What is required -
Among the entries below, tally the lines that include "life", and give the number alone.

Records shown START

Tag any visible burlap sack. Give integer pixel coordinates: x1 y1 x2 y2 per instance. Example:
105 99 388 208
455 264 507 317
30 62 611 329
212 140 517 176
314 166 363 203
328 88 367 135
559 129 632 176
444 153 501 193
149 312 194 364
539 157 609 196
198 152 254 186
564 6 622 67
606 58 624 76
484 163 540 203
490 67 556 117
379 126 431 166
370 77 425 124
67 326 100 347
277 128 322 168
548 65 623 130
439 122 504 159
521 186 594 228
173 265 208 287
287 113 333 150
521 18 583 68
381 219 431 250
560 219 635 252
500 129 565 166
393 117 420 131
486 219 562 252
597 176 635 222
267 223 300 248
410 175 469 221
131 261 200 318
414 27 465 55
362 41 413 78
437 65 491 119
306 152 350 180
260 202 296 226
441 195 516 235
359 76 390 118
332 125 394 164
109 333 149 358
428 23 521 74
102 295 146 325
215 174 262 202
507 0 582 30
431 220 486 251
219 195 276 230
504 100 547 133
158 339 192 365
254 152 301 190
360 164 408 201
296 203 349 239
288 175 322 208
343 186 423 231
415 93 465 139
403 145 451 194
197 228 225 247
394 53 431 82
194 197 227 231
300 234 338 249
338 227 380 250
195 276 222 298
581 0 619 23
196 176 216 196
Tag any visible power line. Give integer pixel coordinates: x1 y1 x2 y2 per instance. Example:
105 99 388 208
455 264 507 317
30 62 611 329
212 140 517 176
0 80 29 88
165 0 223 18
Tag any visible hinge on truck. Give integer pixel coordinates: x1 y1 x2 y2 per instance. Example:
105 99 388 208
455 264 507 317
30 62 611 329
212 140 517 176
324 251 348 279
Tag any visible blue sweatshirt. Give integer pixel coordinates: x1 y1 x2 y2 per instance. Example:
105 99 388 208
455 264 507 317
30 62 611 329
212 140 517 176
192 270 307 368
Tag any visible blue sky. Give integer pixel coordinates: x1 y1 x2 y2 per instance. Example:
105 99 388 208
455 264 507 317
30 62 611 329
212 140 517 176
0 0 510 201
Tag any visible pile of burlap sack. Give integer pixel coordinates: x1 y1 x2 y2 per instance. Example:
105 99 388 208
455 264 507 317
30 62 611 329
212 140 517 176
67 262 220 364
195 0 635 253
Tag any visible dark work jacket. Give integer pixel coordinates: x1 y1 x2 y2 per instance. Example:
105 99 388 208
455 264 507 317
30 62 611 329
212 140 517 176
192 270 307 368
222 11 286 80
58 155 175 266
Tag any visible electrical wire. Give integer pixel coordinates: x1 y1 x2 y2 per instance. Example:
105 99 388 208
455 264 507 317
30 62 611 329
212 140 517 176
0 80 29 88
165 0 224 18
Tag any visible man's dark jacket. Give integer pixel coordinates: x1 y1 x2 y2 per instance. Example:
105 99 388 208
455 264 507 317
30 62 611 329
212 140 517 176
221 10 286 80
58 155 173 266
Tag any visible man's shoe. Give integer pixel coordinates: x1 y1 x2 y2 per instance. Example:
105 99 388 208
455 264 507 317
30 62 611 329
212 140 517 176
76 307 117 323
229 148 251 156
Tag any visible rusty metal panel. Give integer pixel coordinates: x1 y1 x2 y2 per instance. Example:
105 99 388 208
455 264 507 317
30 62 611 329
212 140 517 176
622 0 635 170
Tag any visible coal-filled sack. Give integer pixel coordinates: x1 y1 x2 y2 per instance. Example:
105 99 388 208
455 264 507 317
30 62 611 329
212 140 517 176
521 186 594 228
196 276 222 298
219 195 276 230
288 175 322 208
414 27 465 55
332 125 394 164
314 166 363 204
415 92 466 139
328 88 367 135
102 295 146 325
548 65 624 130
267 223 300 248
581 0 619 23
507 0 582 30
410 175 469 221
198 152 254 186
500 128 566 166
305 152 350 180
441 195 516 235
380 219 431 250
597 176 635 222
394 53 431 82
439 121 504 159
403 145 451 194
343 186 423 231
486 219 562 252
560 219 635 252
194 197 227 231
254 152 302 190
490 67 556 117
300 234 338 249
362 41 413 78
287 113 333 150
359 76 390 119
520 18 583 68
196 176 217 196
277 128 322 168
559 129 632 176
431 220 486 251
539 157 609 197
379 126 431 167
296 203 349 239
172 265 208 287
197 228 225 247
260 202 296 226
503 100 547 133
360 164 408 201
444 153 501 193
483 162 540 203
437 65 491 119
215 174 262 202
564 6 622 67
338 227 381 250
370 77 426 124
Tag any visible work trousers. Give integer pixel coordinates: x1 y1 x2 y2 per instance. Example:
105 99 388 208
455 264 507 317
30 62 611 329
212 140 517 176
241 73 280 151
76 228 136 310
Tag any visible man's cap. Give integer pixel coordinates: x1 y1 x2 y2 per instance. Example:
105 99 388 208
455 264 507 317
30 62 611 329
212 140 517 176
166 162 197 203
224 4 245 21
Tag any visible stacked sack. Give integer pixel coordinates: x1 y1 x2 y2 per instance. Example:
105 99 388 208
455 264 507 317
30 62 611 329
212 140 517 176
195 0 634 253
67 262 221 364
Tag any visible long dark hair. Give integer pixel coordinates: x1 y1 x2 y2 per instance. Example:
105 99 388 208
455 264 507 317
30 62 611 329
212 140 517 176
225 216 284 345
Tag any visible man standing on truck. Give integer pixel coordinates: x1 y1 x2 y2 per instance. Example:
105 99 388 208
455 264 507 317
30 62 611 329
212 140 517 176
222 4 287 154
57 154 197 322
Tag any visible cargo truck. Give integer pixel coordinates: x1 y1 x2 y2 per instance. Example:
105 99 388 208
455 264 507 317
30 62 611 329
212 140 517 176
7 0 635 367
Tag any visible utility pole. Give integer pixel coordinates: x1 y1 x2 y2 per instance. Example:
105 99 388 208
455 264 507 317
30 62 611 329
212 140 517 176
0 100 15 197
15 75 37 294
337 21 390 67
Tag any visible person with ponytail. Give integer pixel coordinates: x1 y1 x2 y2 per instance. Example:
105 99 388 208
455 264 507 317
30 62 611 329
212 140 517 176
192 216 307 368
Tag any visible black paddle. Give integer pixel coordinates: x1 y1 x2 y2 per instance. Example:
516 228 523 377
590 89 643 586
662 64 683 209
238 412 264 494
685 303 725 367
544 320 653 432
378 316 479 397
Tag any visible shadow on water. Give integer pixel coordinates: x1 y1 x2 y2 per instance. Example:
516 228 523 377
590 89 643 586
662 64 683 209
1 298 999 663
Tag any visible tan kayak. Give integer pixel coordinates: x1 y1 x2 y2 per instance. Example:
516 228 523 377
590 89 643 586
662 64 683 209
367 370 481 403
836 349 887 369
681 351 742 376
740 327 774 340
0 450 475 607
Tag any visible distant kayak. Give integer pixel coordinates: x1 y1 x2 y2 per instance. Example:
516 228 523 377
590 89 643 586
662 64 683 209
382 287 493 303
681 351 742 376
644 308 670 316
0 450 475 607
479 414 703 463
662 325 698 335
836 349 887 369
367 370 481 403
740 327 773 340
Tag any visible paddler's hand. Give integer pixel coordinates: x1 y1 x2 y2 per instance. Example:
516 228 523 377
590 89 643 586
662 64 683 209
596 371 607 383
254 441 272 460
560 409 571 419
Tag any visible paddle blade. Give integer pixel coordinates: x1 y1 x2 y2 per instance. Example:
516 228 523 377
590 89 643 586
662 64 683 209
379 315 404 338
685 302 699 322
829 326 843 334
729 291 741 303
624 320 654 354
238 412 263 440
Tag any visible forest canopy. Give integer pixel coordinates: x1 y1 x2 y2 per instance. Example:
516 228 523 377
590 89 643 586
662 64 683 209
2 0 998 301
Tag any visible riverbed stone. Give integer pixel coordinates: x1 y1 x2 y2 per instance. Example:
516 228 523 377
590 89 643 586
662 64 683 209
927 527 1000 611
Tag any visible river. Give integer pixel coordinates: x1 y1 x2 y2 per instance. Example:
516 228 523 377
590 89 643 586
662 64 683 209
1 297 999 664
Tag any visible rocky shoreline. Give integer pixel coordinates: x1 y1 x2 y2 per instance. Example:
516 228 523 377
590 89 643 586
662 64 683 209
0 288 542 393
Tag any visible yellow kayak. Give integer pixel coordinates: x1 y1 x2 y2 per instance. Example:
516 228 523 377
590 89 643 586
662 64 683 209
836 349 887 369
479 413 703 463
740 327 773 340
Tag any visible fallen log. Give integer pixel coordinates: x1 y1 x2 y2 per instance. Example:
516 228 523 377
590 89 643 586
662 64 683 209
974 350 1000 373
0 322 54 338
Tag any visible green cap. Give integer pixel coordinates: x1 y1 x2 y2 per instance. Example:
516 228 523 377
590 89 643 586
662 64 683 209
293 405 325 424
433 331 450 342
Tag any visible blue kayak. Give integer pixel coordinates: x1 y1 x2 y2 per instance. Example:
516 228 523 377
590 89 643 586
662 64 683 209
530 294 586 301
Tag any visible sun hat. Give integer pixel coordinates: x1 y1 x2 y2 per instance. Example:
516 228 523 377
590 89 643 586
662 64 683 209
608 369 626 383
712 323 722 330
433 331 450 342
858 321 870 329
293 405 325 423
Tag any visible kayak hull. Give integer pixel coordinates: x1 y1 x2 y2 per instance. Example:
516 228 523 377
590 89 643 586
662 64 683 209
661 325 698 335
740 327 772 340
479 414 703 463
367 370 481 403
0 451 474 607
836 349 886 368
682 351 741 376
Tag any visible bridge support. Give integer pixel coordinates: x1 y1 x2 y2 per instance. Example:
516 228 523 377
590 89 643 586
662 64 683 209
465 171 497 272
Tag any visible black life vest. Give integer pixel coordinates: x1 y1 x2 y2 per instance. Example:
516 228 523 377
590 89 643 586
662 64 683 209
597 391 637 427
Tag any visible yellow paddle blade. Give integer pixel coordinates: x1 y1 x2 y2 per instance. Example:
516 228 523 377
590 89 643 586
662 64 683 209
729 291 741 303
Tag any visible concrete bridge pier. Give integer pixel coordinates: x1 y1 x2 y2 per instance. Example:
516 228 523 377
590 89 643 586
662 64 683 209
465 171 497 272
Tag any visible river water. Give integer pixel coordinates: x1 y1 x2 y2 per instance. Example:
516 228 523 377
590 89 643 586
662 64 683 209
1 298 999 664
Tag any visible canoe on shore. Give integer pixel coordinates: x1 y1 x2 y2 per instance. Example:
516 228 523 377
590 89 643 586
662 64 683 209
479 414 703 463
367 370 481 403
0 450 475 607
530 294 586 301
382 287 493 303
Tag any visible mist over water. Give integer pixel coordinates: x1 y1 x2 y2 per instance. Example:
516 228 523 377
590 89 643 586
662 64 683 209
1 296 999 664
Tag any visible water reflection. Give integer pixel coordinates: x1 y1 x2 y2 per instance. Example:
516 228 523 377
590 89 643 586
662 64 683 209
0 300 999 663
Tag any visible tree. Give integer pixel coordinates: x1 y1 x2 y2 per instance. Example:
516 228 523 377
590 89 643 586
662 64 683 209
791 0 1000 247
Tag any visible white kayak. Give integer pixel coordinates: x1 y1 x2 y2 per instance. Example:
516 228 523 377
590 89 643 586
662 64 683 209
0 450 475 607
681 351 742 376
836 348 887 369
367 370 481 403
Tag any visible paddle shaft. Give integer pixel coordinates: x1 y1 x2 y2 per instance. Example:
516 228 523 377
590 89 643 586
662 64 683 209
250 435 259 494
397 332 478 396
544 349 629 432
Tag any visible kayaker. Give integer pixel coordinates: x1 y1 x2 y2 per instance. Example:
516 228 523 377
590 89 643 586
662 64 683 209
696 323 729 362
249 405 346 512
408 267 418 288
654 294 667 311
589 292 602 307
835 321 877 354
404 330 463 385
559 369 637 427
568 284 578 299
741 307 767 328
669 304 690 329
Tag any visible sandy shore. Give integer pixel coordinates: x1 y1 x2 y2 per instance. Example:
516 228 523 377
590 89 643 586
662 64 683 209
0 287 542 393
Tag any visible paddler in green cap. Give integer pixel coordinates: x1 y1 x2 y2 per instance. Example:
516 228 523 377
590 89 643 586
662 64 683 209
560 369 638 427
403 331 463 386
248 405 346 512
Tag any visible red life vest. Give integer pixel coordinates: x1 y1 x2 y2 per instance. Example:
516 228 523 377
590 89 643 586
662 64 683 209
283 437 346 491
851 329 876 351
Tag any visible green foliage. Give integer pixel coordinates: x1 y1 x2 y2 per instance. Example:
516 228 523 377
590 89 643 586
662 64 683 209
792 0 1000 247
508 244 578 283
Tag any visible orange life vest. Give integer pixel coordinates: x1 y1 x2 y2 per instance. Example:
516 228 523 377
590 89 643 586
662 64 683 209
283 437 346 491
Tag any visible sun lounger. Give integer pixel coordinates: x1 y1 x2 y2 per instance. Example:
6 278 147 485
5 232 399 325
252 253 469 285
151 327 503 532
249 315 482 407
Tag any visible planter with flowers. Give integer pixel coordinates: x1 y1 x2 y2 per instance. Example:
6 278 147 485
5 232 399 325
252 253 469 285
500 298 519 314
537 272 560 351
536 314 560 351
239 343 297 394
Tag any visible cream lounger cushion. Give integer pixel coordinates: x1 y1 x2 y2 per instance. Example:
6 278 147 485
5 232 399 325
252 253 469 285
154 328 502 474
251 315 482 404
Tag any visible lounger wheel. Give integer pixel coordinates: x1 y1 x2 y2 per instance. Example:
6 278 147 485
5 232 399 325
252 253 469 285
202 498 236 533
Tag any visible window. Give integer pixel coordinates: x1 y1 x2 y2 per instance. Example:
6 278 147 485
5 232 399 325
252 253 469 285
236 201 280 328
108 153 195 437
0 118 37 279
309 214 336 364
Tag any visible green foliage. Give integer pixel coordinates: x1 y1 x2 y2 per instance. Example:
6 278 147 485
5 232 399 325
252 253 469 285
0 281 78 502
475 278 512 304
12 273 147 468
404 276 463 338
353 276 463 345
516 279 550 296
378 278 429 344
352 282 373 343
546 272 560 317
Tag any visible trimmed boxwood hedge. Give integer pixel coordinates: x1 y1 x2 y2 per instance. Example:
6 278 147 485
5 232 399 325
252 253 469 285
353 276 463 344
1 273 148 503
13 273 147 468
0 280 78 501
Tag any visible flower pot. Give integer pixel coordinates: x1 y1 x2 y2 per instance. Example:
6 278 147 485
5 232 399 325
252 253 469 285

Records shown END

Result of the exercise -
3